Posted on 12/16/2005 2:58:23 PM PST by smoothsailing

December 16, 2005, 5:19 p.m.

Sununu's Folly

If New Hampshire Republican Senator John Sununu wants to endanger our national security, shouldn't he at least know what he's talking about? Apparently that's too much to ask of the usually admirable senator, who is helping filibuster the reauthorization of the Patriot Act. Even former Clinton Attorney General Janet Reno has endorsed the Patriot Act; it is the single most important piece of counterterrorism legislation passed post-9/11.

If the status quo holds after Friday's failure to invoke cloture — Republicans got only 52 votes when they need 60 — -the 16 provisions of the law that were sun-setted and that are the most important will lapse at the end of the year.

Sununu's criticism of the reauthorization, set out in a Union Leader op-ed earlier this week, are wrongheaded and empty.

■ ■ ■ ■ ■

▸ Task prompt
Carry on the opinion piece about Senator Sununu and the Patriot Act, picking up right after its final sentence. The entries play no part in any of this work.

▸ Source data
■ ■ ■ ■ ■

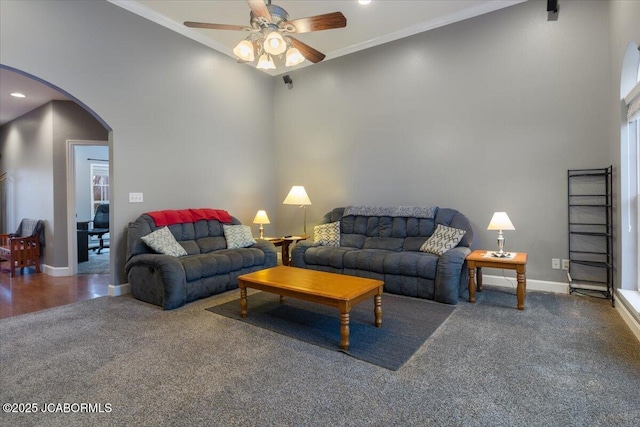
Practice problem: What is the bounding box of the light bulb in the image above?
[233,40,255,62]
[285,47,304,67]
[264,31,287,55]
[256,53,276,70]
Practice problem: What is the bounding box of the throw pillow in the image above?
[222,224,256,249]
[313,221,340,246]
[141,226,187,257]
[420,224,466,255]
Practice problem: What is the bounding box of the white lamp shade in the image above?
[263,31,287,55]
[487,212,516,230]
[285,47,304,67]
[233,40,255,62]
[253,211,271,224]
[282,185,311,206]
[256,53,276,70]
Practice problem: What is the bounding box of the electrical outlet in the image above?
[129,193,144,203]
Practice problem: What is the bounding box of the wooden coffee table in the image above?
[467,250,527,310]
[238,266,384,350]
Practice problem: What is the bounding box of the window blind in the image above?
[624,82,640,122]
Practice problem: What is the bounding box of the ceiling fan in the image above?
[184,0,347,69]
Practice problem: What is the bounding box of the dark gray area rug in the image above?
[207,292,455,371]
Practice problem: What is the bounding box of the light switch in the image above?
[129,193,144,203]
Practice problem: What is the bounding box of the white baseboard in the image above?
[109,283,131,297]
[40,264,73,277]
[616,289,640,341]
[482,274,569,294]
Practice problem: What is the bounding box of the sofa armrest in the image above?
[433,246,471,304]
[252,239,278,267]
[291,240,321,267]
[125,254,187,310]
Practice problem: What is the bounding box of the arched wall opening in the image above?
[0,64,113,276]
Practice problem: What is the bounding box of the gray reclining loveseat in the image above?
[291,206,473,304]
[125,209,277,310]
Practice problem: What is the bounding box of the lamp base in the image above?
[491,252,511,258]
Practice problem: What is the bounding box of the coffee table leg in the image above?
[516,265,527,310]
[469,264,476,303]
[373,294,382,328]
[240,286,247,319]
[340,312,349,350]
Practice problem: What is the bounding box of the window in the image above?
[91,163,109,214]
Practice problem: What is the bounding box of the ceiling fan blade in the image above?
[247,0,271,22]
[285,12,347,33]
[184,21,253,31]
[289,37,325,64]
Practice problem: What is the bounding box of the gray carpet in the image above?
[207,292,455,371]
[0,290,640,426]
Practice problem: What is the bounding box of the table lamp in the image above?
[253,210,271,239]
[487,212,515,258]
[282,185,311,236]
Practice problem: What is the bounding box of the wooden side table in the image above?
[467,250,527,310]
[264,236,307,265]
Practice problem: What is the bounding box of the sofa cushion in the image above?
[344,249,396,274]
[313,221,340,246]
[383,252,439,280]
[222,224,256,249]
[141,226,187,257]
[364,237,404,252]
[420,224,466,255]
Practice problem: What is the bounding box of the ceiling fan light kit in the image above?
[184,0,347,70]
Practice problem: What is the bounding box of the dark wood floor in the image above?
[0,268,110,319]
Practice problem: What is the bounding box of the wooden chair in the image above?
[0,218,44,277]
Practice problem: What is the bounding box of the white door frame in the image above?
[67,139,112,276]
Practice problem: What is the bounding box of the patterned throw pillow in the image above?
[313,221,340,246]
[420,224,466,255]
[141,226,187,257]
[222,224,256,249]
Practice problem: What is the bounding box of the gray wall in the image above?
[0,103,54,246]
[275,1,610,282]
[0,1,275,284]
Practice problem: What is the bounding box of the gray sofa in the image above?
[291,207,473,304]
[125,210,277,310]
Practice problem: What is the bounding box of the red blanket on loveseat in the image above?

■ ■ ■ ■ ■

▸ Task response
Sununu says the Patriot Act is at odds with our country's convictions that "evidence must be shown to obtain a search warrant; we have a right to face an accuser; and when wrongly prosecuted, we can appeal our case to court." Not true. The Patriot Act does nothing to change those assumptions of our legal system. The government cannot get a search warrant without showing a judge probable cause either that a crime has been committed or that the subject of the warrant is an agent of a foreign power (such as a terrorist organization).

When people are accused or wrongfully convicted, they fully maintain their rights to confrontation and appeal; but those rights come into play only after a person has been formally accused. They have always been irrelevant while the government is conducting an investigation, even of an ordinary crime. Why should things be any different in the case of a threat to national security, which is what the Patriot Act covers?

Sununu then hones in on the favorite targets of Patriot opponents: Section 215, the so-called "library records" provision, which actually doesn't mention libraries and allows the government access to a wide variety of business records and other evidence; and national-security letters (NSLs), which allow the FBI to compel information — "without the approval of a judge," Sununu darkly observes.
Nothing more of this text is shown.